> _PROBLEM TO SOLVE_
Render the lines below as a Markdown table with the columns n and Line, giving each line a number and omitting blank lines. Start at the line that has "back as a single marker per instance." and stop after the line that has "point(1051, 604)".

> _SUPPLIED MATERIAL_
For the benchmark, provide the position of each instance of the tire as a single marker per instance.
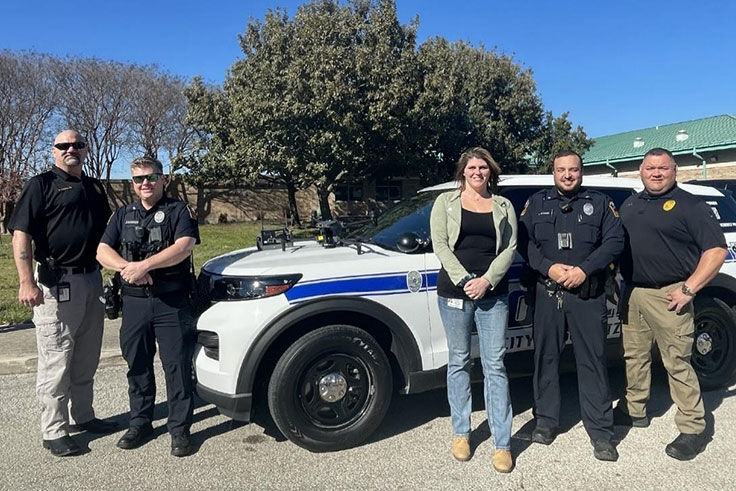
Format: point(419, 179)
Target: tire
point(351, 369)
point(714, 347)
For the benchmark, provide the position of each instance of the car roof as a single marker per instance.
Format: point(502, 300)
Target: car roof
point(523, 180)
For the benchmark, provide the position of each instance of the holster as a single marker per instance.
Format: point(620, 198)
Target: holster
point(49, 276)
point(593, 286)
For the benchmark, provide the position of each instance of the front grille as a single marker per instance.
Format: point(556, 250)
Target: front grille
point(202, 299)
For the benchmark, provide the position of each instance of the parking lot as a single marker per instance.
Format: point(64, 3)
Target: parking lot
point(409, 451)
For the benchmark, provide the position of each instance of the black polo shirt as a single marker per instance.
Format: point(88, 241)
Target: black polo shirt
point(64, 215)
point(173, 217)
point(665, 236)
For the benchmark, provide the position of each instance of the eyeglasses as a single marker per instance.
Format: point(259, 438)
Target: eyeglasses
point(147, 177)
point(65, 146)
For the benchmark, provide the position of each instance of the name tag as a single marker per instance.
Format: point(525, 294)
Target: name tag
point(455, 303)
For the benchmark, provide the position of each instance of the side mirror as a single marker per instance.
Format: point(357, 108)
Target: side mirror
point(410, 243)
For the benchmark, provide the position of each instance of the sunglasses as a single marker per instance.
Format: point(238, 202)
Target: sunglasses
point(147, 177)
point(65, 146)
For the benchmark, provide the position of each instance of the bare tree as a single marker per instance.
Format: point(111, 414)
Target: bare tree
point(27, 100)
point(97, 101)
point(158, 117)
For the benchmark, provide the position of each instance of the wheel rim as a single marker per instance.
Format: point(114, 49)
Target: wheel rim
point(710, 346)
point(334, 390)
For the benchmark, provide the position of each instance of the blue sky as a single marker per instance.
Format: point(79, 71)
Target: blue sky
point(616, 66)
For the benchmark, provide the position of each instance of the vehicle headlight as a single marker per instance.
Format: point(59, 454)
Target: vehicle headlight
point(225, 288)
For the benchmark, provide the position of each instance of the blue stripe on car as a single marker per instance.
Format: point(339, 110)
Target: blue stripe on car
point(391, 284)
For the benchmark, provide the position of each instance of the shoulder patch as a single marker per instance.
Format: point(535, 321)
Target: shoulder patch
point(613, 208)
point(526, 206)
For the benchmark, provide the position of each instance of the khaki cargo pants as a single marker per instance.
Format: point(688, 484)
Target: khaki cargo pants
point(648, 321)
point(69, 340)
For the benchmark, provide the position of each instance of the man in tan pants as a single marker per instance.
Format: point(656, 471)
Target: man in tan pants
point(63, 212)
point(674, 247)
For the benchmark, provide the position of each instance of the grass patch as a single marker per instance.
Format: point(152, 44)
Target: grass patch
point(216, 239)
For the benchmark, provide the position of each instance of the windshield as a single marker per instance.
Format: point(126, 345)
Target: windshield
point(410, 215)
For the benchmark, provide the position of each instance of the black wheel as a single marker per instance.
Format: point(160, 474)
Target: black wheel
point(331, 389)
point(714, 347)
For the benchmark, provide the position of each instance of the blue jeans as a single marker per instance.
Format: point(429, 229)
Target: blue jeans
point(491, 316)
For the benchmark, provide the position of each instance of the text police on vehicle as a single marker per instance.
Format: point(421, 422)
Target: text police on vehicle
point(327, 334)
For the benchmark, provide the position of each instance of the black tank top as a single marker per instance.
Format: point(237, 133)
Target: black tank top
point(475, 249)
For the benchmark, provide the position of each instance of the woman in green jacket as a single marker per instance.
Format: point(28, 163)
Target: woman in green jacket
point(474, 237)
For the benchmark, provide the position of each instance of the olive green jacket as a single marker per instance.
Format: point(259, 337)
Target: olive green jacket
point(445, 228)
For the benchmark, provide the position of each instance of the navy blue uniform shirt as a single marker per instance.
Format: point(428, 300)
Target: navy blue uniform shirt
point(592, 222)
point(172, 216)
point(665, 236)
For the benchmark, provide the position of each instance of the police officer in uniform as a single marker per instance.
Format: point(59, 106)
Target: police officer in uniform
point(63, 212)
point(149, 244)
point(674, 247)
point(571, 237)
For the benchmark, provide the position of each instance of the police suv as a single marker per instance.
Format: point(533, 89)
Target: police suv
point(326, 331)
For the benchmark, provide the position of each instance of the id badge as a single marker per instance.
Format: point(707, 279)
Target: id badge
point(564, 240)
point(455, 303)
point(63, 292)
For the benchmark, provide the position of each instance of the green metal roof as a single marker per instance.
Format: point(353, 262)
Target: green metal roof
point(714, 133)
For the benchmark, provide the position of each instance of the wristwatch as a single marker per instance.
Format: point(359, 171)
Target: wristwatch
point(687, 291)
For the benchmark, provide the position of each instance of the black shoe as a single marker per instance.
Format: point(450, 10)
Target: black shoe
point(686, 446)
point(544, 435)
point(62, 447)
point(622, 418)
point(135, 437)
point(98, 426)
point(180, 445)
point(604, 450)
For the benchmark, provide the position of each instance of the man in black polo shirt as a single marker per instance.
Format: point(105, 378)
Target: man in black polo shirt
point(674, 247)
point(63, 212)
point(149, 243)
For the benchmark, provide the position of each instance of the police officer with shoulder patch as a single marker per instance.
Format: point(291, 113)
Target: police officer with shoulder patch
point(569, 237)
point(674, 247)
point(63, 212)
point(149, 244)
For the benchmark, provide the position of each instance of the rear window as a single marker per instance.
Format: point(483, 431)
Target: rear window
point(724, 208)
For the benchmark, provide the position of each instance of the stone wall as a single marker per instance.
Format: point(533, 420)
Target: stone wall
point(242, 204)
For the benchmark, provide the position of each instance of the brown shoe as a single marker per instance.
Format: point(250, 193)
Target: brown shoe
point(461, 448)
point(502, 461)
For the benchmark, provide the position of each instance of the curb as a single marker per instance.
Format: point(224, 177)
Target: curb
point(28, 364)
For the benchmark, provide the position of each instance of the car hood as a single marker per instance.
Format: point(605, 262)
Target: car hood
point(308, 258)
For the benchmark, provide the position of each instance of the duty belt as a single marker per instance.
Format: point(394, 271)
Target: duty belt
point(151, 290)
point(548, 284)
point(79, 269)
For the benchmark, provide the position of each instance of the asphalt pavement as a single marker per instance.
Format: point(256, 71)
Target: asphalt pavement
point(410, 450)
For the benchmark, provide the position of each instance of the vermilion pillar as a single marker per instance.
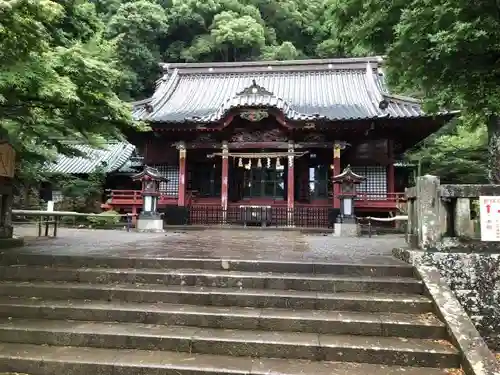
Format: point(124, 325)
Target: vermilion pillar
point(225, 178)
point(390, 169)
point(336, 170)
point(181, 200)
point(290, 184)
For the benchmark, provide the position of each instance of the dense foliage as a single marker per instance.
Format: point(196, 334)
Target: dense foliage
point(67, 67)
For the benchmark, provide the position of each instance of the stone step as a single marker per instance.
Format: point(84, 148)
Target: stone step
point(240, 343)
point(234, 279)
point(44, 360)
point(216, 264)
point(325, 322)
point(367, 302)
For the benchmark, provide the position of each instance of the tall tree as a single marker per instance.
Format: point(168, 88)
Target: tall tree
point(448, 50)
point(137, 29)
point(57, 78)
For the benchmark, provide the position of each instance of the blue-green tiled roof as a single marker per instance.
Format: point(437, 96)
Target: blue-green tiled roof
point(111, 157)
point(332, 89)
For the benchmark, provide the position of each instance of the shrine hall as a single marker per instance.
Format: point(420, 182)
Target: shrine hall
point(272, 135)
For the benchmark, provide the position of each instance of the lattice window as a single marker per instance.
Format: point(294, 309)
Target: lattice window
point(375, 185)
point(170, 172)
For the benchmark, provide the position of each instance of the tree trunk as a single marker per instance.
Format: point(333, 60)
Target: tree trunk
point(494, 149)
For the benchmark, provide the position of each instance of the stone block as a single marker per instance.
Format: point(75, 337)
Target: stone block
point(153, 225)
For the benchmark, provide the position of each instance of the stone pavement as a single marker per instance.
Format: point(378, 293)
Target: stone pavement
point(214, 243)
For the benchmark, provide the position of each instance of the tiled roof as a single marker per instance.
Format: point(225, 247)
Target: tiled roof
point(111, 157)
point(334, 89)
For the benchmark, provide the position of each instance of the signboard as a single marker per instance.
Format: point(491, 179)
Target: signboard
point(489, 211)
point(7, 160)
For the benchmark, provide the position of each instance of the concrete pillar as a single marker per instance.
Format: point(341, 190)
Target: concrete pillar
point(429, 210)
point(225, 179)
point(463, 225)
point(337, 169)
point(181, 200)
point(290, 184)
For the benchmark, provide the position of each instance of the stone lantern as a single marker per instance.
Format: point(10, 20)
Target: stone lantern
point(347, 181)
point(149, 219)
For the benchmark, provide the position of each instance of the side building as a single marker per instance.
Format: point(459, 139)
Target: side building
point(118, 161)
point(271, 134)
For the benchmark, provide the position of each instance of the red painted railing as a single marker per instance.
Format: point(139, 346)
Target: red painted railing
point(134, 198)
point(363, 200)
point(391, 197)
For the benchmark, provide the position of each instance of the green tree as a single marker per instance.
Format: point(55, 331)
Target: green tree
point(455, 154)
point(137, 29)
point(57, 77)
point(448, 50)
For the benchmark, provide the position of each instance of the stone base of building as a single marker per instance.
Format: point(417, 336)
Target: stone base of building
point(346, 230)
point(151, 225)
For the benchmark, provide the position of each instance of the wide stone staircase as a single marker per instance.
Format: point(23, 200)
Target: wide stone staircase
point(122, 316)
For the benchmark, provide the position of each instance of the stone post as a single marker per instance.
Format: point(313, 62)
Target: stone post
point(290, 185)
point(181, 200)
point(337, 169)
point(224, 184)
point(429, 210)
point(463, 223)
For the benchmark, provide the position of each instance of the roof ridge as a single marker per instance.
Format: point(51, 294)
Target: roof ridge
point(276, 65)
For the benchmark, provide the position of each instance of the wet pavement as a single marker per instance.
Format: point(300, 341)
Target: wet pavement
point(215, 243)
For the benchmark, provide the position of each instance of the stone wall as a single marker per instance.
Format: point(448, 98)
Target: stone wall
point(475, 280)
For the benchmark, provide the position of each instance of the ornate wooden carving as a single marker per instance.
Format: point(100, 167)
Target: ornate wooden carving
point(254, 115)
point(254, 89)
point(314, 137)
point(273, 135)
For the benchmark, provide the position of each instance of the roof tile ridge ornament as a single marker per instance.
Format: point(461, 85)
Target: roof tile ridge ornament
point(149, 173)
point(379, 102)
point(255, 89)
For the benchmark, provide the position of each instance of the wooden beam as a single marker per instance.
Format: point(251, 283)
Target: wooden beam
point(272, 145)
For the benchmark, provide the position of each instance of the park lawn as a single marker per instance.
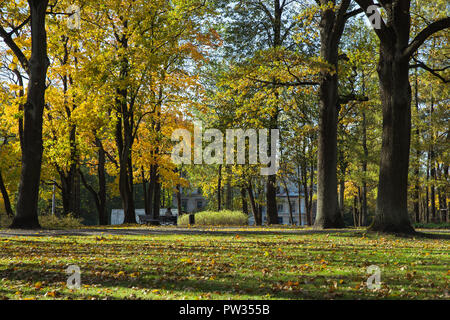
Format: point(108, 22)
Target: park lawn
point(231, 266)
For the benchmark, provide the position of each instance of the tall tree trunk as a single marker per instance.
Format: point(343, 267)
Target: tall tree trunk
point(256, 214)
point(228, 189)
point(396, 51)
point(180, 209)
point(418, 155)
point(219, 189)
point(331, 28)
point(244, 201)
point(27, 202)
point(100, 195)
point(306, 195)
point(364, 169)
point(395, 92)
point(5, 196)
point(299, 199)
point(291, 216)
point(101, 172)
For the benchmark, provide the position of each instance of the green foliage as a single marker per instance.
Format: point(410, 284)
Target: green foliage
point(216, 218)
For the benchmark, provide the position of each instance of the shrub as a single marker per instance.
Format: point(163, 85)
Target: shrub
point(216, 218)
point(48, 222)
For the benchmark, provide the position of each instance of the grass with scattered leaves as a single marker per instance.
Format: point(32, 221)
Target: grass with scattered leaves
point(266, 265)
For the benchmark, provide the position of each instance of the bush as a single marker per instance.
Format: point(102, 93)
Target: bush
point(48, 222)
point(216, 218)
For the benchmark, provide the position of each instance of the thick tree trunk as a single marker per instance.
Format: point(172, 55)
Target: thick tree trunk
point(219, 189)
point(364, 168)
point(27, 203)
point(101, 172)
point(328, 213)
point(256, 214)
point(244, 201)
point(306, 195)
point(291, 216)
point(395, 91)
point(5, 196)
point(228, 189)
point(179, 200)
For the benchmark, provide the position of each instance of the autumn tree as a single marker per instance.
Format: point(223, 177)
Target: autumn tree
point(396, 51)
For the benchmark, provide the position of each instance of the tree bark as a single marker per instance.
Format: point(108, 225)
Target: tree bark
point(27, 202)
point(244, 201)
point(5, 195)
point(395, 93)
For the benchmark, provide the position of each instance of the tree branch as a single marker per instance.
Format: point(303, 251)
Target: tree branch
point(425, 34)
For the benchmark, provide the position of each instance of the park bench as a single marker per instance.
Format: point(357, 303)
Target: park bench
point(162, 220)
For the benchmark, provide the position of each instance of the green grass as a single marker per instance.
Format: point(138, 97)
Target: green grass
point(214, 266)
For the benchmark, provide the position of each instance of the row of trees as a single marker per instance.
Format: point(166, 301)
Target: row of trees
point(117, 87)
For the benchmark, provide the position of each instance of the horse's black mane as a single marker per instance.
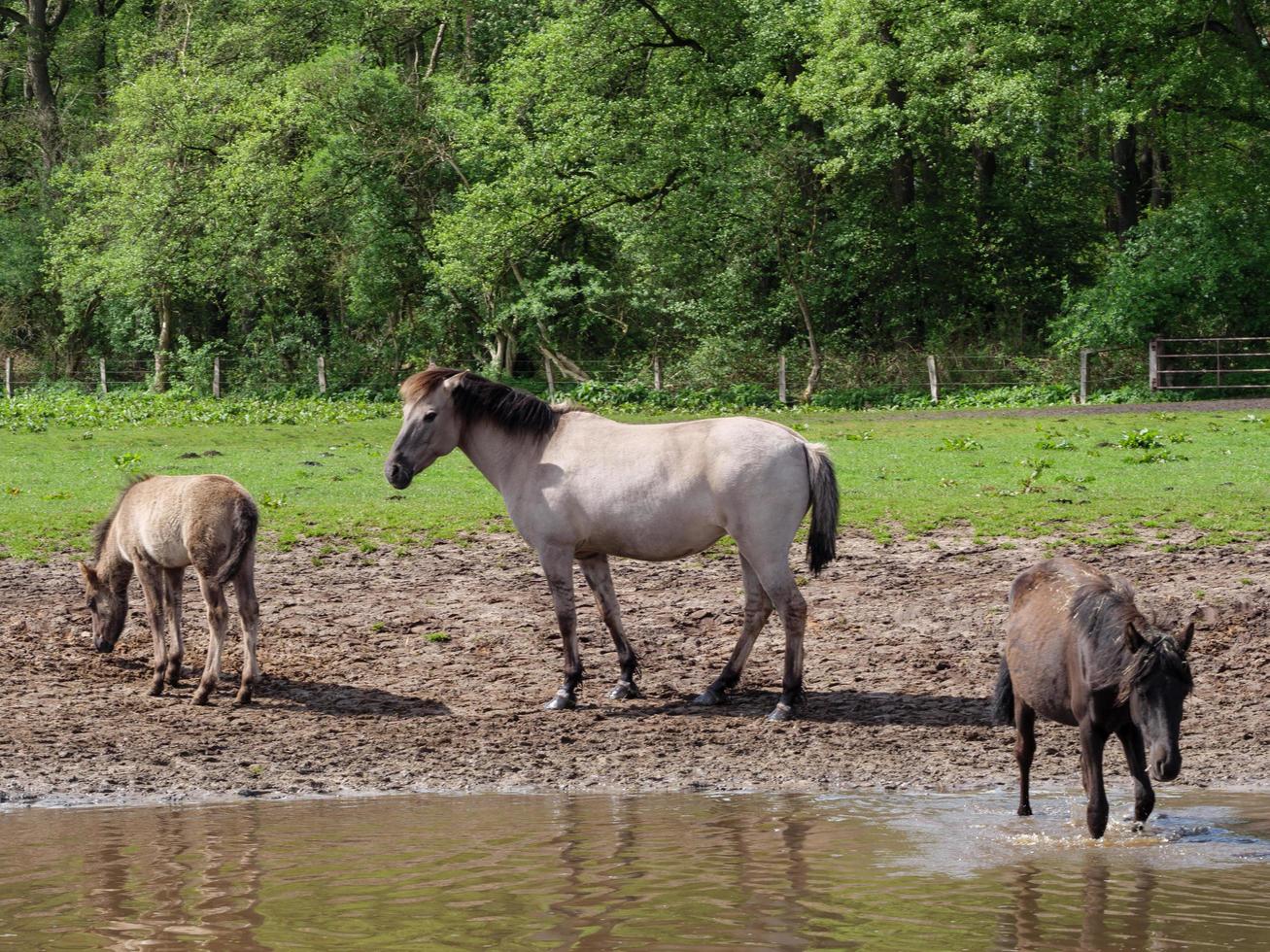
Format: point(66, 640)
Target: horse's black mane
point(1104, 609)
point(103, 528)
point(476, 397)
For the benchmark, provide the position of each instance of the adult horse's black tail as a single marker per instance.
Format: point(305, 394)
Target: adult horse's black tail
point(822, 541)
point(1004, 697)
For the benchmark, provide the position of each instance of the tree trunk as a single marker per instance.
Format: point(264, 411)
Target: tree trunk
point(40, 48)
point(1126, 182)
point(164, 343)
point(813, 377)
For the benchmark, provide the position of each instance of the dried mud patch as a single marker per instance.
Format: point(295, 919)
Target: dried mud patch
point(901, 658)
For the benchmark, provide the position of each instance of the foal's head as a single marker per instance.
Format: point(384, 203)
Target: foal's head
point(1154, 684)
point(110, 608)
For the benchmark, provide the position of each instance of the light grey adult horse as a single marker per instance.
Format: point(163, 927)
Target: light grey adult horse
point(583, 488)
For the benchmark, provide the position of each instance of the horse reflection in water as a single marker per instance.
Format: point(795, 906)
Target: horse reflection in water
point(1045, 915)
point(198, 878)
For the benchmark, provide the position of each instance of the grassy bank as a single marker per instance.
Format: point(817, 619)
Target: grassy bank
point(1103, 479)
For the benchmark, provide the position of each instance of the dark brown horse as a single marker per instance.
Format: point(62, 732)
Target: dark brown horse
point(1079, 651)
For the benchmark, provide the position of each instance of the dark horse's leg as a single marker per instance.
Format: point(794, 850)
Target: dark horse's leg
point(596, 570)
point(1134, 752)
point(758, 608)
point(558, 566)
point(1025, 745)
point(1092, 741)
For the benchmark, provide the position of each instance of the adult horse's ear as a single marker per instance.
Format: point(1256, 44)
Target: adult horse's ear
point(1184, 641)
point(1132, 637)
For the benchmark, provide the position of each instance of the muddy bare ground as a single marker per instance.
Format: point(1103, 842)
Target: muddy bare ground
point(901, 657)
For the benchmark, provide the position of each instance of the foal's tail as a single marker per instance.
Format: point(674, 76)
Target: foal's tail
point(1004, 697)
point(822, 541)
point(247, 518)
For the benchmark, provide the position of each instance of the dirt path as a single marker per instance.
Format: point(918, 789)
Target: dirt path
point(901, 655)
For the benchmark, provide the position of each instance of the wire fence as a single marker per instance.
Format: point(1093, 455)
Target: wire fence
point(1233, 363)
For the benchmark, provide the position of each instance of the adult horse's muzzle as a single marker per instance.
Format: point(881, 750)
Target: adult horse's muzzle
point(396, 472)
point(1165, 765)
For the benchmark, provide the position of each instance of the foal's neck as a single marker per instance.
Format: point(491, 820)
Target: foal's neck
point(112, 567)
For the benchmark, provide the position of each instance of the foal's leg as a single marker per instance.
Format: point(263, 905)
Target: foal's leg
point(758, 608)
point(249, 621)
point(558, 566)
point(1134, 752)
point(153, 586)
point(596, 570)
point(778, 583)
point(173, 583)
point(1025, 746)
point(1092, 741)
point(218, 621)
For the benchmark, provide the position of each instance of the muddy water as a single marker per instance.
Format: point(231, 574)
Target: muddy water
point(648, 871)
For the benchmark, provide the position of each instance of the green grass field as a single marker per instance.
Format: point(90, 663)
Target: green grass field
point(1097, 479)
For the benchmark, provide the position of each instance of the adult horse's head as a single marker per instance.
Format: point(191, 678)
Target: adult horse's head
point(430, 425)
point(1154, 684)
point(441, 404)
point(110, 608)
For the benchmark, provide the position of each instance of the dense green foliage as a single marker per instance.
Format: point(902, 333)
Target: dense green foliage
point(390, 181)
point(1099, 479)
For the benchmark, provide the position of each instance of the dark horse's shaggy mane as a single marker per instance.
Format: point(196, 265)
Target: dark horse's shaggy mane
point(1105, 608)
point(476, 397)
point(103, 528)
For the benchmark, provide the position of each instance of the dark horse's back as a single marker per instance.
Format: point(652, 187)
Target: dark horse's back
point(1051, 604)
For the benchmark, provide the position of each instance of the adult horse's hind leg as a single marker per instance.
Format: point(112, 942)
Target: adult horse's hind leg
point(173, 583)
point(758, 609)
point(558, 566)
point(596, 569)
point(153, 588)
point(777, 580)
point(1025, 746)
point(1134, 752)
point(218, 621)
point(249, 621)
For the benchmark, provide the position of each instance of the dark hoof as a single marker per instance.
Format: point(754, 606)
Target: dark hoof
point(625, 691)
point(782, 712)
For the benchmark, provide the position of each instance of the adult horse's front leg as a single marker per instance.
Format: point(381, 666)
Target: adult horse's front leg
point(1092, 741)
point(558, 566)
point(596, 569)
point(1134, 752)
point(758, 609)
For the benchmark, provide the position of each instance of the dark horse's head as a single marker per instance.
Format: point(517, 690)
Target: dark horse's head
point(1154, 684)
point(439, 404)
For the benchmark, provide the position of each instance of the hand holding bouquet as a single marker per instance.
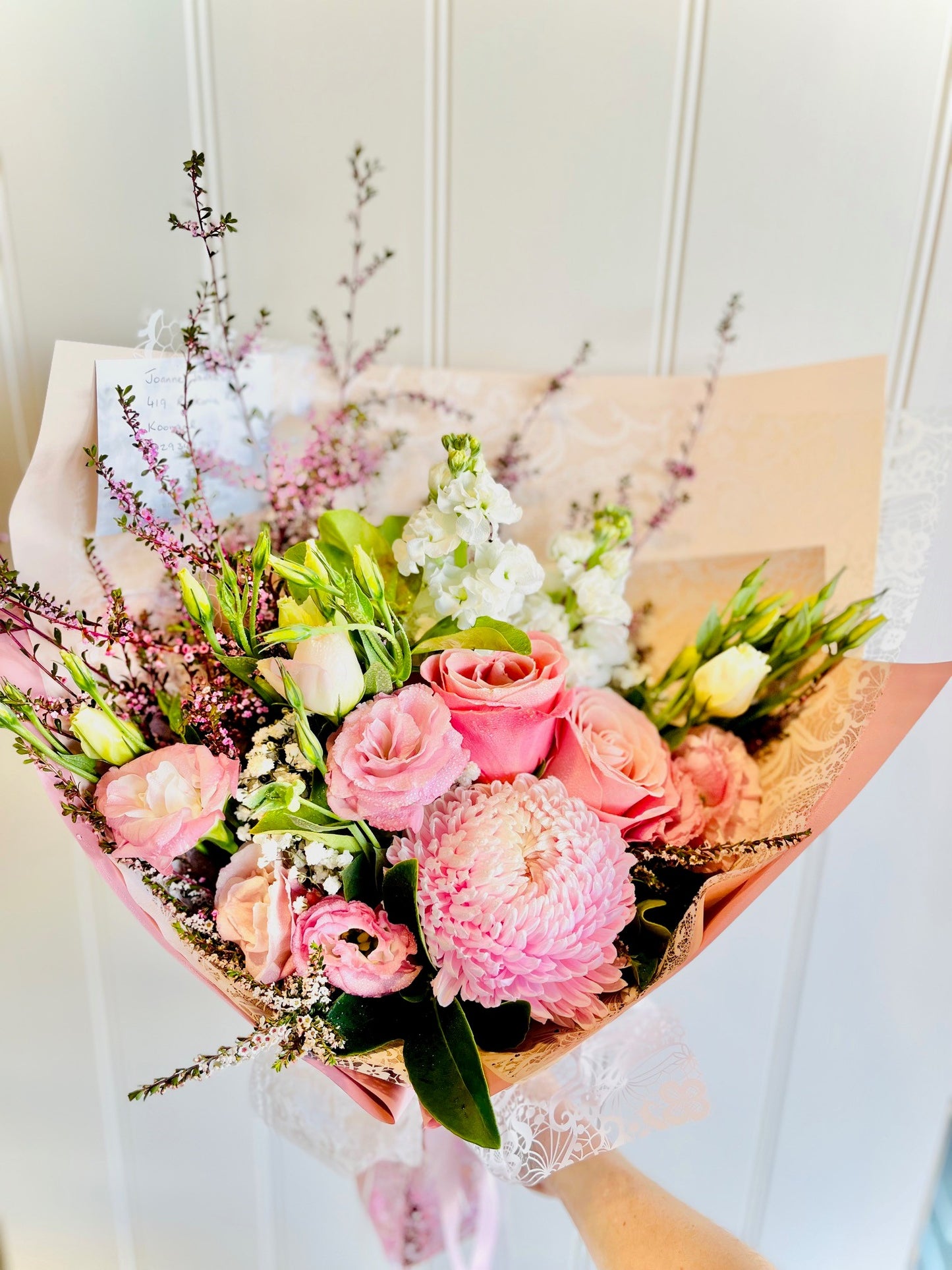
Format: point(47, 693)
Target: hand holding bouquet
point(418, 801)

> _EXPECTED OUTPUT_
| n | Line |
|---|---|
| 1 | For the benchmark, provide the position of each instance of the dark horse's back as a single marker per instance. |
| 2 | Format: point(652, 187) |
| 3 | Target: dark horse's back |
| 4 | point(1051, 604) |